# EXERCISE
Can you recast the data below as a JSON list of strings, one string per line, leaving out any blank lines?

# MATERIAL TO PROCESS
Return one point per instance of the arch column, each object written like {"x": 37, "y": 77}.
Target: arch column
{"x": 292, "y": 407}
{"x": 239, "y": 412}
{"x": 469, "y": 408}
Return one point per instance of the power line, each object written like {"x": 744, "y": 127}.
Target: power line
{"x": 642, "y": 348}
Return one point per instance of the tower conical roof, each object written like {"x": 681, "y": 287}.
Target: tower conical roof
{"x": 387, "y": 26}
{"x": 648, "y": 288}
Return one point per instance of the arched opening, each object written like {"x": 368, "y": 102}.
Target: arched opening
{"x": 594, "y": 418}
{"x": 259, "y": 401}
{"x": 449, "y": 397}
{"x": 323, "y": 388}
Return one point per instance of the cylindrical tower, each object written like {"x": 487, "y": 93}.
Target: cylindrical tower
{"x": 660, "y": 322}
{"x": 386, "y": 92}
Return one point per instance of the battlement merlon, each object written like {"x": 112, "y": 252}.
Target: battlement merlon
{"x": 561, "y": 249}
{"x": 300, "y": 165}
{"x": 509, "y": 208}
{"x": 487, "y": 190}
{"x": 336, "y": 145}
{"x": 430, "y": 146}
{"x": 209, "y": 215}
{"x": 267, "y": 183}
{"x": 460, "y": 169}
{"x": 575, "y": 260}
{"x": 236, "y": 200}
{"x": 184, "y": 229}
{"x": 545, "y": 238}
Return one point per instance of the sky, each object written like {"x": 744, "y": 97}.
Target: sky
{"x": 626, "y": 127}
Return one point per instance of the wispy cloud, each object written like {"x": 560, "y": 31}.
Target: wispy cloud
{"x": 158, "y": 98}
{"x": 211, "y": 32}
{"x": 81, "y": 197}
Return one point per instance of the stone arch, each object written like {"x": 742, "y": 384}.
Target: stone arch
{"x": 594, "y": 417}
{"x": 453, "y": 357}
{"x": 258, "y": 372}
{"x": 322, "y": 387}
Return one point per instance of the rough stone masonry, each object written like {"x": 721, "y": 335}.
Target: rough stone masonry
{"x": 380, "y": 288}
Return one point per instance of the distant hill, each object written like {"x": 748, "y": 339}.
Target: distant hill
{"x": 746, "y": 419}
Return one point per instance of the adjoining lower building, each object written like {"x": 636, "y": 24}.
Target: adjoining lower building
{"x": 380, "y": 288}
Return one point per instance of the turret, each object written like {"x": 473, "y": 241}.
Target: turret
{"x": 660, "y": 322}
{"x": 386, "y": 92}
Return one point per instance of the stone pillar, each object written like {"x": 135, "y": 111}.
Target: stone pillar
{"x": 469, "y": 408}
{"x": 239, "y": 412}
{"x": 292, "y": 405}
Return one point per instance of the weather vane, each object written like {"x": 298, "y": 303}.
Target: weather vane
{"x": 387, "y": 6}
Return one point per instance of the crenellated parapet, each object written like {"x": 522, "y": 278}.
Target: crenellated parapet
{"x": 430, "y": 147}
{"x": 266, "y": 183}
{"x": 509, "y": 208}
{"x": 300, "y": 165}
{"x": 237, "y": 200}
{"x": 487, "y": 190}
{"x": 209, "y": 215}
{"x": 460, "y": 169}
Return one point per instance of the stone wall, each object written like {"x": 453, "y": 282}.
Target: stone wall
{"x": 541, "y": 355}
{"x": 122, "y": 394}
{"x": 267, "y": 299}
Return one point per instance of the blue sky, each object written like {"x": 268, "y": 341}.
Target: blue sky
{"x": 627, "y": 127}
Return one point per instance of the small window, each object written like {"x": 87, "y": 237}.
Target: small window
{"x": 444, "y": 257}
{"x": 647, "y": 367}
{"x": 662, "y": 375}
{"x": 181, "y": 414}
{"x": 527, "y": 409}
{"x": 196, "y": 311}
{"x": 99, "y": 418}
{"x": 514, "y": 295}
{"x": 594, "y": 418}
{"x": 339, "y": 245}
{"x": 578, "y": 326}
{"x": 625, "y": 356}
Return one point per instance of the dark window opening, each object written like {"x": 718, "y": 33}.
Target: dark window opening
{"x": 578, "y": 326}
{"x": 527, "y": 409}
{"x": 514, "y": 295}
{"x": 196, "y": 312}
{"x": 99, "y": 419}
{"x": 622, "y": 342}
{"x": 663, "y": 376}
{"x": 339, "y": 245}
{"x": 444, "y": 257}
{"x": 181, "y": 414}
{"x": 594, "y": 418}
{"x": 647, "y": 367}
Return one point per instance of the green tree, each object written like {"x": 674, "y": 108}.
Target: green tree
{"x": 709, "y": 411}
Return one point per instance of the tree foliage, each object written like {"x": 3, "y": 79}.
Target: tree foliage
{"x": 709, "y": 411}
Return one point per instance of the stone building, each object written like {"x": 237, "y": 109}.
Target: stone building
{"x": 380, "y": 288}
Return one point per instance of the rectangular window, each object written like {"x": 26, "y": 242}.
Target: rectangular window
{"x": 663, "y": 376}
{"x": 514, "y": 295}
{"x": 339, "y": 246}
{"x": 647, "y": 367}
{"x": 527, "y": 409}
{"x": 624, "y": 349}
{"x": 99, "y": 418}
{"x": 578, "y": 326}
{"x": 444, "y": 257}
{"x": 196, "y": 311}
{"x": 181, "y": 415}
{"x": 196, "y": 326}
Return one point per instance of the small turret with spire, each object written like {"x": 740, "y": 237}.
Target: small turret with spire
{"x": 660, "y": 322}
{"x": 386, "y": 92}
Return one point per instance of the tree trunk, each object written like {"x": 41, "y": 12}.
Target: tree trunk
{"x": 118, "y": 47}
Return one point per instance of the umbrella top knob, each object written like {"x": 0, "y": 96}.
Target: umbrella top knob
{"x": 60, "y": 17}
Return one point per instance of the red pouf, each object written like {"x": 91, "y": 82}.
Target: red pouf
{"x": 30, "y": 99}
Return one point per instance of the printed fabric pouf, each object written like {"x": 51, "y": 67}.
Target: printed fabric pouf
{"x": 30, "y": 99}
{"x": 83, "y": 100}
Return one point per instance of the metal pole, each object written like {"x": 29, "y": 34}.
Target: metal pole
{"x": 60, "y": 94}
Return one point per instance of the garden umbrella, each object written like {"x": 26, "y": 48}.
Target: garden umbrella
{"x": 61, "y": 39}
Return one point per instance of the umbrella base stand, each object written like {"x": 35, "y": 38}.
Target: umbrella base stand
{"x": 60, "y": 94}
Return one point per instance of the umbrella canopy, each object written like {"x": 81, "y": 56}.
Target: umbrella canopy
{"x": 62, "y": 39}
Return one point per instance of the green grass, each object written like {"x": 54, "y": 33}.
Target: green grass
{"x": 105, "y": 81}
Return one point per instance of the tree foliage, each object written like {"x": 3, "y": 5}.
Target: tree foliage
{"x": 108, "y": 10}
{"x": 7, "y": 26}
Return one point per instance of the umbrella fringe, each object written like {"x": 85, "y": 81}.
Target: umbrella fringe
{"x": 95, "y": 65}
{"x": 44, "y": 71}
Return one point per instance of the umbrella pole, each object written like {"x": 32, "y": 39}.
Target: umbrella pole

# OUTPUT OF THE TASK
[
  "Return one point per instance of the arch column, each object written like {\"x\": 37, \"y\": 77}.",
  "Target: arch column",
  "{\"x\": 292, \"y\": 407}",
  "{\"x\": 239, \"y\": 412}",
  "{\"x\": 469, \"y\": 408}",
  "Return one point per instance of the power line, each object written like {\"x\": 744, \"y\": 127}.",
  "Target: power line",
  "{\"x\": 642, \"y\": 348}",
  "Return one point per instance of the tower conical roof, each object written like {\"x\": 681, \"y\": 287}.",
  "Target: tower conical roof",
  "{\"x\": 387, \"y\": 26}",
  "{\"x\": 648, \"y\": 288}",
  "Return one point per instance of the arched opening, each object written like {\"x\": 368, \"y\": 102}.",
  "Target: arched opening",
  "{\"x\": 594, \"y\": 418}",
  "{\"x\": 259, \"y\": 401}",
  "{\"x\": 449, \"y\": 397}",
  "{\"x\": 323, \"y\": 388}",
  "Return one point per instance of the cylindrical tower, each object written like {\"x\": 487, \"y\": 93}.",
  "Target: cylindrical tower",
  "{\"x\": 660, \"y\": 322}",
  "{\"x\": 386, \"y\": 92}",
  "Return one point per instance of the battlement merlon, each object written like {\"x\": 112, \"y\": 252}.",
  "Target: battlement merlon",
  "{\"x\": 561, \"y\": 249}",
  "{\"x\": 300, \"y\": 165}",
  "{\"x\": 509, \"y\": 208}",
  "{\"x\": 487, \"y\": 190}",
  "{\"x\": 336, \"y\": 145}",
  "{\"x\": 430, \"y\": 146}",
  "{\"x\": 209, \"y\": 215}",
  "{\"x\": 267, \"y\": 183}",
  "{\"x\": 460, \"y\": 169}",
  "{\"x\": 575, \"y\": 260}",
  "{\"x\": 236, \"y\": 200}",
  "{\"x\": 184, \"y\": 229}",
  "{\"x\": 545, \"y\": 238}",
  "Return one point per instance of the sky, each object written like {\"x\": 744, \"y\": 97}.",
  "Target: sky",
  "{\"x\": 626, \"y\": 127}",
  "Return one point per instance of the wispy cloud, each object written like {\"x\": 560, \"y\": 31}.",
  "Target: wispy cloud",
  "{\"x\": 158, \"y\": 98}",
  "{\"x\": 211, \"y\": 32}",
  "{\"x\": 81, \"y\": 197}",
  "Return one point per instance of the stone arch, each object written like {\"x\": 742, \"y\": 384}.",
  "Target: stone arch",
  "{\"x\": 594, \"y\": 417}",
  "{\"x\": 453, \"y\": 357}",
  "{\"x\": 258, \"y\": 372}",
  "{\"x\": 322, \"y\": 387}",
  "Return one point per instance of the rough stone masonry, each object written like {\"x\": 721, \"y\": 335}.",
  "Target: rough stone masonry",
  "{\"x\": 380, \"y\": 288}",
  "Return one point per instance of the distant hill, each object written like {\"x\": 748, \"y\": 339}.",
  "Target: distant hill",
  "{\"x\": 746, \"y\": 419}",
  "Return one point per instance of the adjoining lower building, each object written like {\"x\": 636, \"y\": 24}.",
  "Target: adjoining lower building",
  "{\"x\": 380, \"y\": 288}",
  "Return one point per instance of the turret, each object written like {\"x\": 473, \"y\": 241}.",
  "Target: turret",
  "{\"x\": 660, \"y\": 322}",
  "{\"x\": 386, \"y\": 92}",
  "Return one point per instance of the stone pillar, each object written like {\"x\": 135, \"y\": 111}.",
  "Target: stone pillar",
  "{\"x\": 469, \"y\": 408}",
  "{\"x\": 239, \"y\": 412}",
  "{\"x\": 292, \"y\": 405}",
  "Return one point per instance of the weather vane, each object written like {\"x\": 298, \"y\": 303}.",
  "Target: weather vane",
  "{\"x\": 387, \"y\": 6}",
  "Return one point per instance of the crenellated parapet, each object written like {\"x\": 522, \"y\": 278}.",
  "Target: crenellated parapet",
  "{\"x\": 430, \"y\": 147}",
  "{\"x\": 266, \"y\": 183}",
  "{\"x\": 509, \"y\": 208}",
  "{\"x\": 300, \"y\": 165}",
  "{\"x\": 237, \"y\": 200}",
  "{\"x\": 487, \"y\": 190}",
  "{\"x\": 209, \"y\": 215}",
  "{\"x\": 460, \"y\": 169}",
  "Return one point per instance of the stone wall, each object written like {\"x\": 453, \"y\": 282}.",
  "Target: stone wall",
  "{\"x\": 541, \"y\": 355}",
  "{\"x\": 122, \"y\": 394}",
  "{\"x\": 267, \"y\": 299}",
  "Return one point per instance of the blue sky, each object written like {\"x\": 268, \"y\": 341}.",
  "Target: blue sky",
  "{\"x\": 627, \"y\": 127}",
  "Return one point per instance of the small window, each object written like {\"x\": 87, \"y\": 237}.",
  "Target: small window",
  "{\"x\": 444, \"y\": 257}",
  "{\"x\": 647, \"y\": 367}",
  "{\"x\": 662, \"y\": 375}",
  "{\"x\": 181, \"y\": 414}",
  "{\"x\": 527, \"y\": 409}",
  "{\"x\": 196, \"y\": 311}",
  "{\"x\": 99, \"y\": 418}",
  "{\"x\": 514, \"y\": 295}",
  "{\"x\": 594, \"y\": 418}",
  "{\"x\": 339, \"y\": 245}",
  "{\"x\": 578, \"y\": 326}",
  "{\"x\": 625, \"y\": 356}",
  "Return one point per instance of the dark window opening, each object written like {\"x\": 718, \"y\": 33}.",
  "Target: dark window opening",
  "{\"x\": 578, \"y\": 326}",
  "{\"x\": 527, \"y\": 409}",
  "{\"x\": 514, \"y\": 295}",
  "{\"x\": 196, \"y\": 312}",
  "{\"x\": 99, \"y\": 419}",
  "{\"x\": 622, \"y\": 342}",
  "{\"x\": 663, \"y\": 376}",
  "{\"x\": 339, \"y\": 245}",
  "{\"x\": 444, \"y\": 257}",
  "{\"x\": 181, \"y\": 414}",
  "{\"x\": 594, \"y\": 418}",
  "{\"x\": 647, \"y\": 367}",
  "Return one point per instance of the green tree, each object written like {\"x\": 674, \"y\": 108}.",
  "Target: green tree",
  "{\"x\": 709, \"y\": 411}",
  "Return one point per instance of the tree foliage, each object written like {\"x\": 3, \"y\": 79}.",
  "Target: tree foliage",
  "{\"x\": 709, \"y\": 411}",
  "Return one point per instance of the stone building, each object written like {\"x\": 237, \"y\": 109}.",
  "Target: stone building",
  "{\"x\": 380, \"y\": 288}",
  "Return one point per instance of the rectangular window, each object written like {\"x\": 26, \"y\": 242}.",
  "Target: rectangular window",
  "{\"x\": 663, \"y\": 376}",
  "{\"x\": 514, \"y\": 295}",
  "{\"x\": 339, \"y\": 246}",
  "{\"x\": 647, \"y\": 367}",
  "{\"x\": 527, \"y\": 409}",
  "{\"x\": 624, \"y\": 349}",
  "{\"x\": 99, \"y\": 418}",
  "{\"x\": 578, \"y\": 326}",
  "{\"x\": 444, \"y\": 257}",
  "{\"x\": 196, \"y\": 311}",
  "{\"x\": 181, \"y\": 415}",
  "{\"x\": 196, \"y\": 326}",
  "Return one point per instance of the small turret with spire, each object written like {\"x\": 740, \"y\": 237}.",
  "Target: small turret with spire",
  "{\"x\": 660, \"y\": 322}",
  "{\"x\": 386, \"y\": 92}",
  "Return one point per instance of the tree trunk, each object written like {\"x\": 41, \"y\": 12}.",
  "Target: tree trunk",
  "{\"x\": 118, \"y\": 47}",
  "Return one point per instance of the umbrella top knob, each object written like {\"x\": 0, \"y\": 96}.",
  "Target: umbrella top knob",
  "{\"x\": 60, \"y\": 17}",
  "Return one point per instance of the red pouf, each object written like {\"x\": 91, \"y\": 82}.",
  "Target: red pouf",
  "{\"x\": 30, \"y\": 99}",
  "Return one point per instance of the printed fabric pouf, each object written like {\"x\": 51, \"y\": 67}.",
  "Target: printed fabric pouf",
  "{\"x\": 30, \"y\": 99}",
  "{\"x\": 83, \"y\": 100}",
  "Return one point per instance of the metal pole, each object written like {\"x\": 29, \"y\": 34}.",
  "Target: metal pole",
  "{\"x\": 60, \"y\": 94}",
  "Return one point per instance of the garden umbrella, each object written like {\"x\": 26, \"y\": 48}.",
  "Target: garden umbrella",
  "{\"x\": 61, \"y\": 39}",
  "Return one point per instance of the umbrella base stand, each object written like {\"x\": 35, \"y\": 38}.",
  "Target: umbrella base stand",
  "{\"x\": 60, \"y\": 94}",
  "Return one point per instance of the umbrella canopy, each object written like {\"x\": 81, \"y\": 56}.",
  "Target: umbrella canopy",
  "{\"x\": 62, \"y\": 39}",
  "Return one point per instance of the green grass, each object written like {\"x\": 54, \"y\": 33}.",
  "Target: green grass",
  "{\"x\": 105, \"y\": 81}",
  "Return one point per instance of the tree foliage, each object written like {\"x\": 3, \"y\": 5}.",
  "Target: tree foliage",
  "{\"x\": 108, \"y\": 10}",
  "{\"x\": 7, \"y\": 26}",
  "Return one point per instance of the umbrella fringe, each object written like {\"x\": 85, \"y\": 81}.",
  "Target: umbrella fringe",
  "{\"x\": 95, \"y\": 65}",
  "{\"x\": 44, \"y\": 71}",
  "Return one point per instance of the umbrella pole, each object written like {\"x\": 32, \"y\": 39}.",
  "Target: umbrella pole"
]